**Problem details**:
Leave out the pictures and print the rest of the entries exactly as they stand.

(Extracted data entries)

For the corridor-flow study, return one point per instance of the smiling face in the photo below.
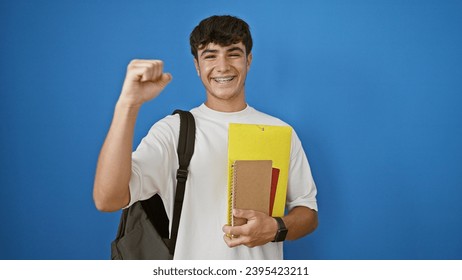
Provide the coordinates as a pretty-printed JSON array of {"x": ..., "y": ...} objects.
[{"x": 223, "y": 70}]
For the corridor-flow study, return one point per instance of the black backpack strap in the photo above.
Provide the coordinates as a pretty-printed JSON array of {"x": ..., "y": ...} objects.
[{"x": 185, "y": 151}]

**Result for this exercise**:
For the corridor-flow study, return one point per instance of the smiling face in the photo below.
Provide the coordinates as a pretty-printed JSON array of {"x": ..., "y": ...} objects.
[{"x": 223, "y": 70}]
For the corridor-flow study, return one point per instance of the black backpack strap in the photo above.
Provide the coordinates as a pretty-printed JSON array of {"x": ..., "y": ...} objects.
[{"x": 185, "y": 151}]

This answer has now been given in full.